◆ Task to complete: Please transcribe the listing below in full and word for word, without its pictures.

-=-=-

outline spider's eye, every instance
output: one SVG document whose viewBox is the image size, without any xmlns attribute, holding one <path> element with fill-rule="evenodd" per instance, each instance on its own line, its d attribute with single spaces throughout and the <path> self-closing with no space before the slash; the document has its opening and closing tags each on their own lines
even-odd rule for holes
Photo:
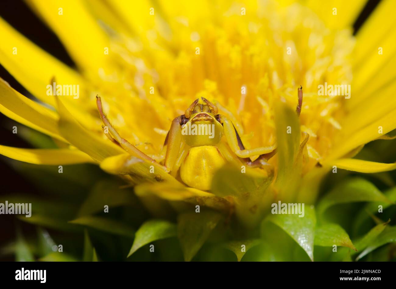
<svg viewBox="0 0 396 289">
<path fill-rule="evenodd" d="M 192 110 L 192 113 L 198 113 L 201 112 L 202 111 L 202 104 L 199 104 L 194 106 L 194 109 Z"/>
</svg>

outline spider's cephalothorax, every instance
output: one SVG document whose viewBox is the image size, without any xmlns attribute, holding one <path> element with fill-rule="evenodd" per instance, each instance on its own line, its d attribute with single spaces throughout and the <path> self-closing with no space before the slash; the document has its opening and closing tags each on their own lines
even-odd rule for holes
<svg viewBox="0 0 396 289">
<path fill-rule="evenodd" d="M 299 115 L 303 88 L 298 88 L 297 112 Z M 155 160 L 123 139 L 103 112 L 100 98 L 97 103 L 101 118 L 109 128 L 106 135 L 131 154 L 154 163 Z M 221 141 L 225 137 L 227 143 Z M 210 189 L 216 170 L 226 162 L 240 162 L 251 167 L 272 168 L 267 161 L 276 153 L 276 144 L 246 149 L 231 121 L 219 114 L 217 107 L 208 99 L 196 99 L 185 114 L 175 118 L 165 138 L 166 152 L 163 165 L 166 171 L 180 177 L 186 185 L 204 190 Z M 258 157 L 253 161 L 250 157 Z"/>
</svg>

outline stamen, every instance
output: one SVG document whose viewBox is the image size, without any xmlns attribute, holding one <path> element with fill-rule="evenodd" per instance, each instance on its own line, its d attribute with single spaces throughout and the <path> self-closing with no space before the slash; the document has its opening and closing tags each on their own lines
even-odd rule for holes
<svg viewBox="0 0 396 289">
<path fill-rule="evenodd" d="M 297 112 L 297 114 L 299 116 L 300 114 L 301 113 L 301 108 L 303 106 L 303 86 L 301 85 L 298 88 L 298 104 L 296 108 L 296 111 Z"/>
</svg>

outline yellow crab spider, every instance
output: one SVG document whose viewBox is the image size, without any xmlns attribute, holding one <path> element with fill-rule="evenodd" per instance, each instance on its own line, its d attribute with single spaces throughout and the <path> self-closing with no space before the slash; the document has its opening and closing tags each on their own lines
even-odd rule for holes
<svg viewBox="0 0 396 289">
<path fill-rule="evenodd" d="M 299 88 L 296 111 L 299 115 L 303 102 L 303 89 Z M 106 136 L 133 155 L 156 163 L 156 161 L 122 137 L 103 113 L 101 98 L 97 96 L 101 118 L 109 129 Z M 104 127 L 102 126 L 102 128 Z M 225 137 L 231 150 L 221 142 Z M 175 118 L 165 138 L 166 146 L 163 165 L 157 164 L 176 176 L 187 185 L 204 190 L 210 189 L 216 170 L 227 162 L 238 161 L 251 167 L 272 169 L 267 161 L 276 152 L 276 145 L 246 149 L 235 127 L 228 118 L 218 113 L 217 107 L 204 98 L 196 99 L 184 114 Z M 254 160 L 250 157 L 258 156 Z"/>
</svg>

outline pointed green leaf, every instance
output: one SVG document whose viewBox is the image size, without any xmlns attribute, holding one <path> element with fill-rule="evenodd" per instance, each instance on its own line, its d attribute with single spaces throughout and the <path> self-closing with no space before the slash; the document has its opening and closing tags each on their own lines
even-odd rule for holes
<svg viewBox="0 0 396 289">
<path fill-rule="evenodd" d="M 213 212 L 186 213 L 177 218 L 177 236 L 186 261 L 190 261 L 217 225 L 221 215 Z"/>
<path fill-rule="evenodd" d="M 176 235 L 175 224 L 167 221 L 153 220 L 144 223 L 136 231 L 135 240 L 128 257 L 149 243 Z"/>
<path fill-rule="evenodd" d="M 283 229 L 313 261 L 316 216 L 313 207 L 308 206 L 304 207 L 305 214 L 301 218 L 297 214 L 272 214 L 265 221 L 271 221 Z"/>
<path fill-rule="evenodd" d="M 96 250 L 93 248 L 92 251 L 92 262 L 98 262 L 99 261 L 98 256 L 96 254 Z"/>
<path fill-rule="evenodd" d="M 231 241 L 225 244 L 224 246 L 235 253 L 238 259 L 238 262 L 239 262 L 245 253 L 249 249 L 259 245 L 261 242 L 261 240 L 258 239 L 251 239 L 241 241 Z"/>
<path fill-rule="evenodd" d="M 39 260 L 43 262 L 77 262 L 78 260 L 67 253 L 52 252 Z"/>
<path fill-rule="evenodd" d="M 315 231 L 315 245 L 329 247 L 336 245 L 356 250 L 345 230 L 339 225 L 330 223 L 316 228 Z"/>
<path fill-rule="evenodd" d="M 109 208 L 135 204 L 136 196 L 127 189 L 120 188 L 120 183 L 104 180 L 96 184 L 88 197 L 80 208 L 80 216 L 91 215 L 103 210 L 106 205 Z"/>
<path fill-rule="evenodd" d="M 380 246 L 387 243 L 396 242 L 396 227 L 388 227 L 388 230 L 384 231 L 390 221 L 390 220 L 386 223 L 377 225 L 356 242 L 356 248 L 359 251 L 362 252 L 356 257 L 356 261 Z M 362 252 L 364 249 L 366 250 Z"/>
<path fill-rule="evenodd" d="M 82 225 L 110 234 L 131 238 L 135 236 L 135 230 L 128 225 L 103 217 L 82 217 L 70 221 L 69 223 Z"/>
<path fill-rule="evenodd" d="M 17 230 L 17 241 L 15 247 L 15 261 L 17 262 L 31 262 L 34 261 L 33 254 L 25 241 L 22 233 Z"/>
<path fill-rule="evenodd" d="M 50 216 L 43 216 L 38 214 L 32 214 L 30 218 L 25 218 L 25 216 L 18 216 L 18 218 L 31 224 L 42 226 L 46 228 L 56 229 L 65 231 L 77 231 L 78 228 L 67 223 L 65 220 L 51 218 Z"/>
<path fill-rule="evenodd" d="M 320 215 L 329 207 L 338 204 L 357 202 L 392 203 L 370 182 L 360 178 L 348 180 L 337 186 L 320 201 Z"/>
<path fill-rule="evenodd" d="M 38 227 L 37 228 L 37 235 L 38 237 L 38 255 L 42 257 L 53 252 L 52 248 L 54 246 L 56 246 L 56 244 L 48 231 L 45 229 Z"/>
<path fill-rule="evenodd" d="M 92 261 L 93 247 L 91 242 L 88 231 L 84 230 L 84 249 L 83 250 L 82 261 L 83 262 L 91 262 Z"/>
<path fill-rule="evenodd" d="M 358 229 L 364 223 L 367 221 L 367 220 L 369 218 L 370 216 L 368 213 L 372 214 L 378 213 L 379 206 L 380 205 L 382 206 L 383 210 L 390 206 L 394 205 L 394 203 L 396 202 L 396 187 L 392 188 L 384 192 L 384 195 L 385 197 L 393 202 L 394 203 L 380 201 L 374 202 L 367 204 L 359 212 L 355 219 L 354 228 L 356 231 L 357 231 Z"/>
</svg>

-=-=-

◆ Written response:
outline spider's eye, every instance
output: one SVG document whose viewBox is the image size, without any xmlns attribute, holding one <path> element with fill-rule="evenodd" per instance, each instance on its own line, its d attribute with single spaces throughout and the <path> self-closing with no space before the slash; the document has its opening and closing tags each on their own lines
even-odd rule for holes
Photo:
<svg viewBox="0 0 396 289">
<path fill-rule="evenodd" d="M 192 110 L 192 113 L 198 113 L 201 112 L 202 111 L 202 104 L 199 104 L 194 106 L 194 109 Z"/>
</svg>

outline spider's cephalothorax, every instance
output: one SVG document whose viewBox is the image size, without any xmlns attribute, holding one <path> element with fill-rule="evenodd" per instance, each instance on its own line, its d attribute with single spaces throughout and the <path> self-closing with no space before the slash; the document has its opening and closing tags each on their own lines
even-odd rule for holes
<svg viewBox="0 0 396 289">
<path fill-rule="evenodd" d="M 299 115 L 303 88 L 298 88 L 297 112 Z M 155 160 L 123 139 L 103 112 L 100 98 L 97 103 L 101 118 L 109 128 L 106 135 L 131 154 L 154 163 Z M 221 141 L 225 137 L 227 143 Z M 210 189 L 216 170 L 226 162 L 240 162 L 251 167 L 272 168 L 267 161 L 276 153 L 276 144 L 246 149 L 231 121 L 219 114 L 217 107 L 208 99 L 196 99 L 185 114 L 175 118 L 165 138 L 166 152 L 163 165 L 166 171 L 180 177 L 186 185 L 204 190 Z M 258 157 L 253 161 L 250 157 Z"/>
</svg>

outline stamen, every instance
output: one SVG document whose viewBox is the image size, without any xmlns attribute, holding one <path> element with fill-rule="evenodd" per instance, each instance on its own line, its d attribute with single spaces throughout and the <path> self-closing with no space before the slash; the document has its opening and closing tags each on their own lines
even-odd rule for holes
<svg viewBox="0 0 396 289">
<path fill-rule="evenodd" d="M 297 112 L 297 114 L 299 116 L 300 114 L 301 113 L 301 108 L 303 106 L 303 86 L 301 85 L 298 88 L 298 104 L 296 108 L 296 111 Z"/>
</svg>

outline yellow crab spider, every instance
output: one SVG document whose viewBox is the image size, without any xmlns attribute, holding one <path> element with fill-rule="evenodd" per instance, each instance on its own line, its d attribute with single spaces throughout and the <path> self-closing with no space before the slash; the document has its opening and closing tags each on their own lines
even-odd rule for holes
<svg viewBox="0 0 396 289">
<path fill-rule="evenodd" d="M 299 88 L 296 111 L 299 115 L 303 102 L 303 89 Z M 106 136 L 133 155 L 156 163 L 156 161 L 122 137 L 103 113 L 101 98 L 97 96 L 101 118 L 109 129 Z M 104 127 L 102 126 L 102 128 Z M 225 137 L 231 150 L 221 142 Z M 175 118 L 165 138 L 166 146 L 163 165 L 157 164 L 176 176 L 187 185 L 204 190 L 210 189 L 216 170 L 227 162 L 238 161 L 251 167 L 272 169 L 267 161 L 276 152 L 276 145 L 246 149 L 235 127 L 228 118 L 218 113 L 217 107 L 204 98 L 196 99 L 184 114 Z M 254 160 L 250 157 L 258 156 Z"/>
</svg>

outline pointed green leaf, every instance
output: one SVG document whose viewBox is the image size, without any xmlns attribute, holding one <path> element with fill-rule="evenodd" per instance, each instance on its own line, its d attribute with single spaces throughout and the <path> self-closing with no space before the slash; the document has its opening and closing tags each on their own lines
even-odd rule for holes
<svg viewBox="0 0 396 289">
<path fill-rule="evenodd" d="M 213 212 L 186 213 L 177 218 L 177 236 L 186 261 L 190 261 L 217 225 L 221 215 Z"/>
<path fill-rule="evenodd" d="M 176 235 L 175 224 L 167 221 L 153 220 L 144 223 L 136 231 L 135 240 L 128 257 L 149 243 Z"/>
<path fill-rule="evenodd" d="M 283 229 L 313 261 L 316 216 L 313 207 L 308 206 L 304 207 L 305 214 L 301 218 L 297 214 L 272 214 L 265 221 L 271 221 Z"/>
<path fill-rule="evenodd" d="M 96 250 L 93 248 L 92 251 L 92 262 L 98 262 L 99 261 L 98 256 L 96 254 Z"/>
<path fill-rule="evenodd" d="M 231 241 L 225 244 L 224 246 L 235 253 L 238 259 L 238 262 L 239 262 L 245 253 L 249 249 L 259 245 L 261 242 L 261 240 L 258 239 L 251 239 L 241 241 Z"/>
<path fill-rule="evenodd" d="M 39 260 L 43 262 L 77 262 L 78 260 L 67 253 L 52 252 Z"/>
<path fill-rule="evenodd" d="M 315 231 L 315 245 L 329 247 L 336 245 L 356 250 L 345 230 L 339 225 L 330 223 L 316 228 Z"/>
<path fill-rule="evenodd" d="M 109 208 L 135 204 L 136 196 L 127 189 L 120 188 L 120 183 L 104 180 L 96 184 L 88 197 L 80 208 L 80 216 L 91 215 L 103 210 L 106 205 Z"/>
<path fill-rule="evenodd" d="M 380 246 L 387 243 L 396 242 L 396 227 L 388 227 L 388 230 L 384 231 L 390 221 L 390 220 L 386 223 L 377 225 L 356 242 L 356 248 L 359 251 L 362 252 L 356 257 L 356 261 Z M 362 252 L 364 249 L 366 250 Z"/>
<path fill-rule="evenodd" d="M 82 225 L 110 234 L 131 238 L 135 236 L 135 230 L 128 225 L 103 217 L 82 217 L 70 221 L 69 223 Z"/>
<path fill-rule="evenodd" d="M 17 230 L 17 241 L 15 247 L 15 261 L 17 262 L 31 262 L 34 261 L 33 254 L 25 241 L 22 233 Z"/>
<path fill-rule="evenodd" d="M 50 216 L 43 216 L 38 214 L 32 214 L 30 218 L 25 218 L 25 216 L 18 216 L 18 218 L 31 224 L 42 226 L 46 228 L 56 229 L 65 231 L 77 231 L 78 228 L 67 223 L 65 220 L 51 218 Z"/>
<path fill-rule="evenodd" d="M 320 215 L 329 207 L 338 204 L 357 202 L 392 203 L 370 182 L 360 178 L 348 180 L 337 186 L 320 201 Z"/>
<path fill-rule="evenodd" d="M 38 227 L 37 228 L 37 235 L 38 237 L 38 255 L 42 257 L 53 252 L 52 248 L 54 246 L 56 246 L 56 244 L 48 231 L 45 229 Z"/>
<path fill-rule="evenodd" d="M 92 261 L 93 247 L 91 242 L 88 231 L 84 230 L 84 249 L 83 250 L 82 261 L 83 262 L 91 262 Z"/>
<path fill-rule="evenodd" d="M 358 229 L 364 223 L 367 221 L 367 220 L 369 218 L 370 216 L 368 213 L 372 214 L 378 213 L 379 206 L 380 205 L 382 206 L 383 210 L 390 206 L 394 205 L 394 203 L 396 202 L 396 187 L 392 188 L 384 192 L 384 195 L 385 197 L 393 202 L 394 203 L 380 201 L 374 202 L 367 204 L 359 212 L 355 219 L 354 228 L 356 231 L 357 231 Z"/>
</svg>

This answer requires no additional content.